▸ Document excerpt
>>>>
A year with COVID

Ora Nelson
Staff Writer

A year after COVID-19’s initial takeoff in the United States, Troy University’s social distancing guidelines are now a norm for students and faculty alike.
The abrupt dismissal of classes last spring is still in students thoughts.
“I didn’t know that when I left for spring break, that that’d be the last time I saw some of my friends while we were both in school,” said Macey Weeks, a senior English major from Mobile, Alabama. “The last thing we said to each other was, ‘See you next week.’”
“As a senior, I feel like I didn’t get to have the full experience in my classes,” said Lana Benefield, a senior exercise science major from Lineville, Alabama. “In both last semester and this semester, a lot of stuff has been shut down.
“There’s been less opportunities [for students].”
Organizations with high-contact activities, such as Troy’s performing arts programs and the Sound of the South’s auxiliaries, have been forced to adapt to creative social distancing guidelines.
“There are fewer opportunities right now, so we’re having to be really strategic about making sure that all students get those opportunities to perform or to be, you know, with one another,” Victoria Averett, department chair of the Department of Theatre and Dance, said.
The pandemic has led to heightened frustrations among both faculty and students as teachers work to move engaging content online and split students into pod classes in an effort to keep people safe and distanced.
“You get more stressed more easily,” Benefield said. “There’s more things to do, it seems like, than when we had classes all in person.
“I’ve noticed that [Microsoft] Teams has a lot of technical issues, and it’s harder to really talk with my professors through it. It just feels more forced talking to them online.”
“It [COVID-19] has been a big deal, and it’s affected some people a lot more than others,” said Kristen Bird, a senior anthropology and criminal justice double major from Mexico Beach, Florida. “I know that color guard was actually pretty heavily impacted.”
Bird is also one of the two color guard captains for Troy’s Sound of the South and shared, while not performing in the usual way was disappointing, the group worked around the obstacles the pandemic created.
“It was a challenge for everyone involved, but the team did such a good job adapting, and they put on such a good performance even though it wasn’t something that we were used to whatsoever,” Bird said.
<<<<
▸ Instructions
a: List every person quoted by name in the article about a year with COVID at Troy University.
b: In the article about a year with COVID, substitute "classmates" for "friends" in the part that opens with the words containing "A year after" and closes with "been shut down.", and write out that part.

▸ Information provided
>>>>
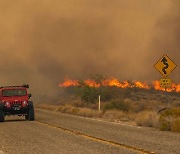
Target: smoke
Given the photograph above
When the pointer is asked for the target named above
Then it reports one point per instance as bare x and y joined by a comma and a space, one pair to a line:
41, 42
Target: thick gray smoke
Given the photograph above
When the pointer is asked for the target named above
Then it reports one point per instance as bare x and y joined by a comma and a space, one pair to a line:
41, 42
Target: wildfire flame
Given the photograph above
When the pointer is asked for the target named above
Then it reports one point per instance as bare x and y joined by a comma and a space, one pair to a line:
125, 84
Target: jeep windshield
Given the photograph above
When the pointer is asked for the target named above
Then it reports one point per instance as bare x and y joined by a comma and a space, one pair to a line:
14, 92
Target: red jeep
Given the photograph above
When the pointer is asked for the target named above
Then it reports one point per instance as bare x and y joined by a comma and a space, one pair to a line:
14, 100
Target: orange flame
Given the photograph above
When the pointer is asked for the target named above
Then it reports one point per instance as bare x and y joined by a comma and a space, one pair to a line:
91, 83
125, 84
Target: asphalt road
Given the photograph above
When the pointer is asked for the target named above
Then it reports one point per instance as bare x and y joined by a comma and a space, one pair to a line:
54, 132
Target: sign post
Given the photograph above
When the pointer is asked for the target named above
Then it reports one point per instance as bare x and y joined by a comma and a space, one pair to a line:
165, 66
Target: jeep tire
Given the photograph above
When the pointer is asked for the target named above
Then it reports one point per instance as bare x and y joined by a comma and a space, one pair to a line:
30, 115
2, 115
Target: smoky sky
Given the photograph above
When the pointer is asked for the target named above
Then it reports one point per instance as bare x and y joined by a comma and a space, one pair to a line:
43, 41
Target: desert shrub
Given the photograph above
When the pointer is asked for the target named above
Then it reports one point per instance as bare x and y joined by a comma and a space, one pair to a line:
89, 94
118, 104
169, 120
147, 118
176, 125
114, 115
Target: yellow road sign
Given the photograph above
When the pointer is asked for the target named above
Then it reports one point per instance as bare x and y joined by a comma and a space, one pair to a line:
165, 65
165, 83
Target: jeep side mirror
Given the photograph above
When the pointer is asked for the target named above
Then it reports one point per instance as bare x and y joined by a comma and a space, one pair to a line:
29, 95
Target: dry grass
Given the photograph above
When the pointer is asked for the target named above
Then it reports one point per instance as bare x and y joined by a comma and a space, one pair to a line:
170, 120
115, 115
175, 127
147, 118
85, 112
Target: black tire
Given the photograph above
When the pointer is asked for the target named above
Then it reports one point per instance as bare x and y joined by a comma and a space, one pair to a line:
31, 116
2, 115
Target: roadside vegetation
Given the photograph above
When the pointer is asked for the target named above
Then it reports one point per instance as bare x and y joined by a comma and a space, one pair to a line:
135, 106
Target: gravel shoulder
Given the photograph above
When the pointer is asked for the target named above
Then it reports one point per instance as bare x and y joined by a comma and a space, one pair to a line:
142, 137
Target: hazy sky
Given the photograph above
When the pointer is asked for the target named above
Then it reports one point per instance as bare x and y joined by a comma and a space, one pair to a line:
42, 41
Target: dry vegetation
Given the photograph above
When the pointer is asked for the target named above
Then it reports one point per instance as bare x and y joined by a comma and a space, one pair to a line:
139, 107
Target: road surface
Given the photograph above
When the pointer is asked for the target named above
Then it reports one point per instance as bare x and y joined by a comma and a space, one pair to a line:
53, 132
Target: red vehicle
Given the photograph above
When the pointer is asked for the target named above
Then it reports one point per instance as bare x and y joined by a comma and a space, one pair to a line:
14, 100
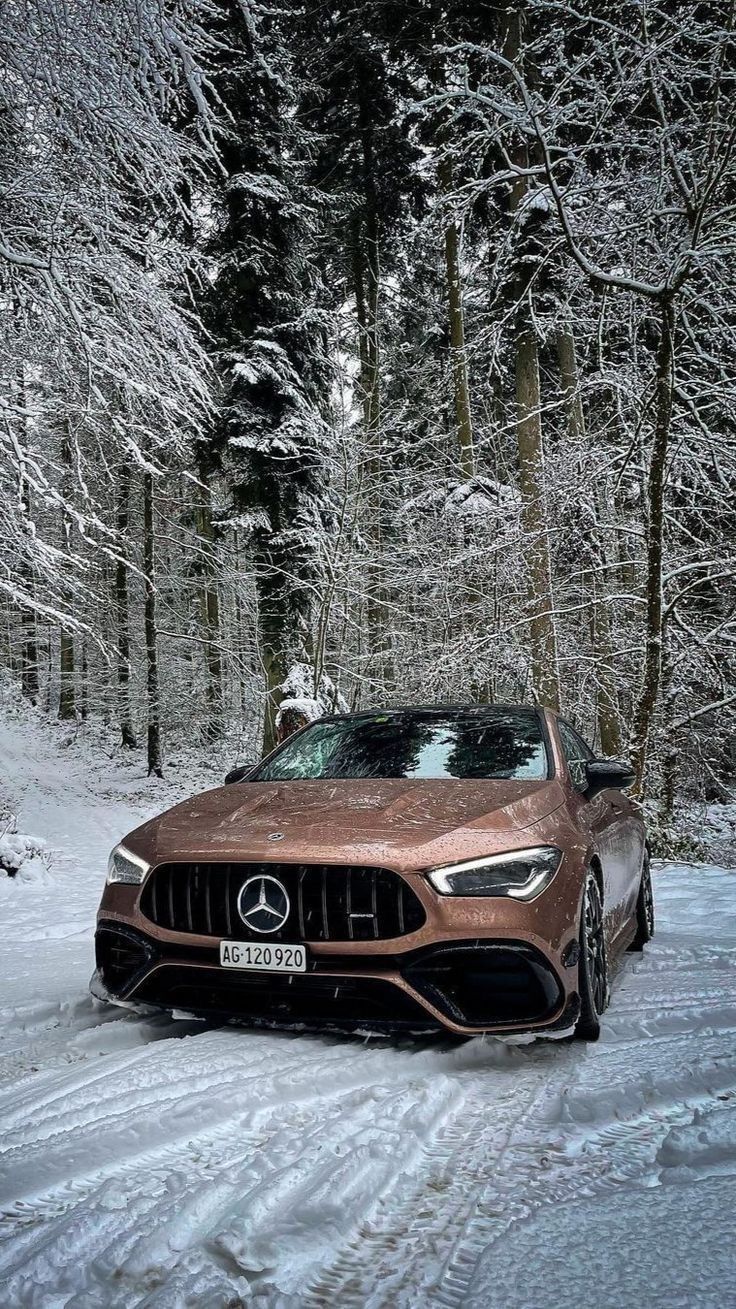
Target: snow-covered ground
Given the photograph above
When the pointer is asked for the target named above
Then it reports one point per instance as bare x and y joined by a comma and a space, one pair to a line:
168, 1164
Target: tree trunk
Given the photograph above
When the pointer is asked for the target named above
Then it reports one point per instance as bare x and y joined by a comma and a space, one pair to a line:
67, 698
122, 615
542, 638
593, 584
459, 355
570, 380
210, 614
647, 702
29, 643
367, 286
153, 735
545, 680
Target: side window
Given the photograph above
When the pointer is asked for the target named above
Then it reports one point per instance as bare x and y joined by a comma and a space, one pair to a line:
575, 753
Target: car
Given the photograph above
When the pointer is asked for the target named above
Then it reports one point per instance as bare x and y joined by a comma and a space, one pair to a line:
469, 869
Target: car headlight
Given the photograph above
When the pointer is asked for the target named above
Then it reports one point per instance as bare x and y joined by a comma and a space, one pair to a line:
521, 875
126, 867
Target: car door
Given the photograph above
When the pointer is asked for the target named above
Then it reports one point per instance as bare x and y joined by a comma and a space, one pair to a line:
605, 818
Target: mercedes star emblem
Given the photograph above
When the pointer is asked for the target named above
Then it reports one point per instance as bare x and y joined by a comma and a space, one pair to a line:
263, 903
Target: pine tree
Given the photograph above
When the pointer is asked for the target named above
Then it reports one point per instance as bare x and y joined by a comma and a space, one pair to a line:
266, 314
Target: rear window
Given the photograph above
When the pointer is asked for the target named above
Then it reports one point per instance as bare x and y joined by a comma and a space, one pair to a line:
468, 744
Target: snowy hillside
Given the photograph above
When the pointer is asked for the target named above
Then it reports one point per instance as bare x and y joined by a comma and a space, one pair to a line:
166, 1164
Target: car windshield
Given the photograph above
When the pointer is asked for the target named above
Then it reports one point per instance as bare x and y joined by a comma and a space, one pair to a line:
483, 744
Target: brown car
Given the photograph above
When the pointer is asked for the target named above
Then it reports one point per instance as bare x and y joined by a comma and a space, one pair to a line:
473, 869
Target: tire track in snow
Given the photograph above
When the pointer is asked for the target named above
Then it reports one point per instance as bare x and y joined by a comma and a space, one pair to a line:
473, 1186
325, 1151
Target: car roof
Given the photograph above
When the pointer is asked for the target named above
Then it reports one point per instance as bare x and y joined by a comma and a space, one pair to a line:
435, 708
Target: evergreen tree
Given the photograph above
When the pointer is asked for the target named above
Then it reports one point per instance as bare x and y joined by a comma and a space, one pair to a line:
266, 312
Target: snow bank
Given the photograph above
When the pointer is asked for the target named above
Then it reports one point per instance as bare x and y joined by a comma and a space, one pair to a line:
24, 858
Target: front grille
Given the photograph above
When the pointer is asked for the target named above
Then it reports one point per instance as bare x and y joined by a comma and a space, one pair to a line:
328, 902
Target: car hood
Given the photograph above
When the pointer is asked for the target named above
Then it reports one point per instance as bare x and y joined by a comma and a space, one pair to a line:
401, 824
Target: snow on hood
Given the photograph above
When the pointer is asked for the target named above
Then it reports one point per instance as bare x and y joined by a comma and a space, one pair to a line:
404, 822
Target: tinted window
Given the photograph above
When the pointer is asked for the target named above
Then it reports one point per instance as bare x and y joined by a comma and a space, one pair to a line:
461, 744
575, 753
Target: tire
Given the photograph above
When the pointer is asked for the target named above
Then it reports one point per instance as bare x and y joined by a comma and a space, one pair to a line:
593, 965
644, 909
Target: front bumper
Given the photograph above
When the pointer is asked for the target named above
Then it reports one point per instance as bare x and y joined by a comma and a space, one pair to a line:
462, 986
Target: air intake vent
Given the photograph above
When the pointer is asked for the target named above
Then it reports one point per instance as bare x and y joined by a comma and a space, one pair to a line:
328, 902
119, 956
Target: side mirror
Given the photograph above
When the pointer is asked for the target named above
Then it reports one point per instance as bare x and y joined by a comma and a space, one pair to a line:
239, 774
604, 774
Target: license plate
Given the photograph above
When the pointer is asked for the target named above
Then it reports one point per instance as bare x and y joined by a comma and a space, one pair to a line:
263, 958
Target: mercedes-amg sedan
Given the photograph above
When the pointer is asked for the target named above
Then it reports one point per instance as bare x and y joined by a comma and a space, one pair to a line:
473, 868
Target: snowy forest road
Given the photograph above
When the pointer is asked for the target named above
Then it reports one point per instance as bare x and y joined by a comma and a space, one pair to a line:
155, 1163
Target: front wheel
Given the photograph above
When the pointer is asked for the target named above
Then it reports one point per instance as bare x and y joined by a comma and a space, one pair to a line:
593, 964
644, 909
<<<<
▸ Responses
a:
Macey Weeks
Lana Benefield
Victoria Averett
Kristen Bird

b:
A year after COVID-19’s initial takeoff in the United States, Troy University’s social distancing guidelines are now a norm for students and faculty alike.
The abrupt dismissal of classes last spring is still in students thoughts.
“I didn’t know that when I left for spring break, that that’d be the last time I saw some of my classmates while we were both in school,” said Macey Weeks, a senior English major from Mobile, Alabama. “The last thing we said to each other was, ‘See you next week.’”
“As a senior, I feel like I didn’t get to have the full experience in my classes,” said Lana Benefield, a senior exercise science major from Lineville, Alabama. “In both last semester and this semester, a lot of stuff has been shut down.